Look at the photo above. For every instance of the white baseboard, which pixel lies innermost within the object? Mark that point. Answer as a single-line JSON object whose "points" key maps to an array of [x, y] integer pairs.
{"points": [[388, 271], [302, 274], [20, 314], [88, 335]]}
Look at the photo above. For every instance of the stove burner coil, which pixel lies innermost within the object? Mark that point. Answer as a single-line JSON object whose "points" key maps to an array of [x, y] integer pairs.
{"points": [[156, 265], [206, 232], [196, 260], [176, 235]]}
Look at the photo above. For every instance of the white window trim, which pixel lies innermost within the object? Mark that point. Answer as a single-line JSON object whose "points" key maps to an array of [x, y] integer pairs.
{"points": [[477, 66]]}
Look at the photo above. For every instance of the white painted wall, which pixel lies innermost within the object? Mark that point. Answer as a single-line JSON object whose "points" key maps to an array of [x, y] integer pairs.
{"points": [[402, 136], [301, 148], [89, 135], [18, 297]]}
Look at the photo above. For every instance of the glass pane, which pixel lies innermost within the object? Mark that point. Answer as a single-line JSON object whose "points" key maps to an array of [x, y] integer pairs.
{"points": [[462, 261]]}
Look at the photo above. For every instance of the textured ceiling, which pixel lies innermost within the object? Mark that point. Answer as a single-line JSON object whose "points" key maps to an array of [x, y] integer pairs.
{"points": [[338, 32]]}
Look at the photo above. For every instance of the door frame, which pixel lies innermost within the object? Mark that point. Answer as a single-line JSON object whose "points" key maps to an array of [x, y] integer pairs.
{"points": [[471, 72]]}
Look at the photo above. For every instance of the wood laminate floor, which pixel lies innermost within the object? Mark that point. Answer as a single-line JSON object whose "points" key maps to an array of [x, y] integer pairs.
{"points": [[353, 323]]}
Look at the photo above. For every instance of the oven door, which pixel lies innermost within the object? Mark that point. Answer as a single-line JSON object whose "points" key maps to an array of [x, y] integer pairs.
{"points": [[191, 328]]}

→ Task
Can you render every line of the items above as a Markdown table with the columns Row and Line, numbering each row and leaving out blank lines?

→ Solution to this problem
| Row | Line |
|---|---|
| 1 | Look at the photo above. For every instance of the white baseboard, which pixel lies innermost within the object? Mark that point. Answer as a single-line JSON object whose "points" key maps to an array of [x, y] integer pairs. |
| 2 | {"points": [[388, 271], [302, 274], [20, 314], [88, 335]]} |
| 3 | Look at the photo above. For every instance of the stove burner coil, which pixel lies innermost within the object? Mark that point. Answer as a single-line JSON object whose "points" key maps to an array of [x, y] integer pairs. |
| 4 | {"points": [[156, 265], [206, 232], [196, 260], [176, 235]]} |
| 5 | Look at the photo above. For every instance of the white window trim, which pixel lies innermost within the object? Mark that point. Answer as a single-line JSON object whose "points" key maps to an array of [x, y] integer pairs. |
| 6 | {"points": [[477, 66]]} |
| 7 | Look at the photo above. For every instance of the white painted wall, which pixel lies innermost within the object? Mark that point. Answer as a single-line JSON object whose "points" key maps to an array of [x, y] integer pairs. |
| 8 | {"points": [[402, 136], [301, 148], [89, 135], [18, 297]]} |
| 9 | Look at the photo above. For every instance of the glass pane, which pixel lies innermost within the object? Mark that point. Answer as a single-line JSON object whose "points" key maps to an array of [x, y] integer pairs. |
| 10 | {"points": [[462, 261]]} |
| 11 | Look at the photo above. For every instance of the textured ceiling, which pixel lies innermost within the object? Mark that point. Answer as a single-line JSON object whose "points" key maps to an array of [x, y] integer pairs. |
| 12 | {"points": [[338, 32]]} |
| 13 | Look at the photo above. For every instance of the door frame, which pixel lies innermost within the object? Mark that point. Answer as a single-line JSON object whose "points" key maps to an array of [x, y] integer pairs. |
| 14 | {"points": [[471, 72]]} |
| 15 | Look at the photo above. For every instance of the wood laminate floor, which pixel lies innermost within the object? Mark that point. Answer as a single-line JSON object whose "points" key maps to an array of [x, y] integer pairs. |
| 16 | {"points": [[353, 323]]} |
| 17 | Look at the photo above. For every instance of the oven door, which pixel lies innermost within the object? Mark that point. Answer as a single-line JSON object whose "points" key maps to an array of [x, y] integer pairs. |
| 18 | {"points": [[191, 328]]} |